» WHAT THE TASK ASKS:
Using the forum thread about the CrossAttention exercise, mark each statement (a), (b) and (c) yes or no. Quote the exact words from the thread that decide each one. (a) The thread says to use the Attention layer instead of the MultiHeadAttention layer. (b) The thread describes mha as a keras layer. (c) The thread says the __init__ constructor initializes the class with the mha function.

C4W1_Assigment_Exercise 2 - CrossAttention

Hello! A have no idea what must be ‘key_dim’ =?
I tried a lot, usual result -ТypeError: (Keyword argument not understood:', ‘key_dim’)
May be problem not only in ‘key_dim’…
Will be happy with any advice.

Hi!
Make sure you are using the correct layer.
We have to use MultiHeadAttention layer and NOT Attention layer.

1 Like

Thank you for reply! I use “attn_output = tf.keras.layers.MultiHeadAttention(…” May be problem really in “key_dim”?

ah! I see where you made the mistake.
hint: you need to call the correct function with correct arguments in call that you defined in init constructor.

1 Like

Thank you!
What is example or correct function and correct arguments? This is not enough (tf.keras.layers.MultiHeadAttention  |  TensorFlow v2.14.0), where I can see more examples?

In class CrossAttention the __init__ constructor function initializes the class with mha function. The ‘call’ function calls this initialized function.
Currently you are calling the wrong function.

Secondly, to understand which arguments to pass in the calling function, check calling arguments of MultiHeadAttention

1 Like

I can not find any similar examples…
attn_output = tf.keras.layers.mha(
query=self.tf.keras.layers.Layer(query),
value=self.tf.keras.layers.Layer(value)
) _?

mha is not a keras layer. It is a function that we defined in __init__. User defined function can be called by using self as in self.mha.

Secondly, the arguments query and value would take in context/target Tensors instead of keras layer as explained in calling link

1 Like

I am sure that I need not only link about call function, but relevant example of code, but I can not find it. Tensorflow is not well known library for me

attn_output = self.mha(
query=context,
value=target
) -?

» INFORMATION SHOWN:
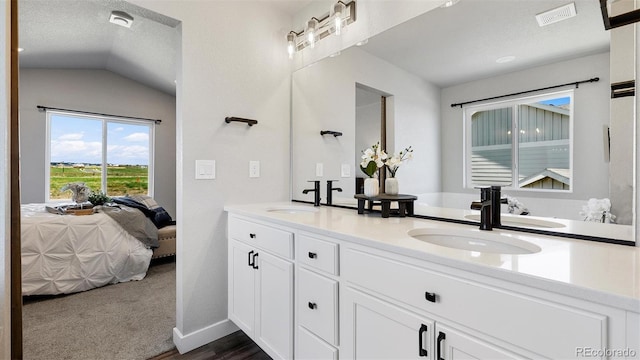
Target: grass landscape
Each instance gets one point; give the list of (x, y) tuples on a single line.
[(121, 180)]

» COMPLETE ANSWER:
(a) No: "We have to use MultiHeadAttention layer and NOT Attention layer."
(b) No: "mha is not a keras layer."
(c) Yes: "In class CrossAttention the __init__ constructor function initializes the class with mha function."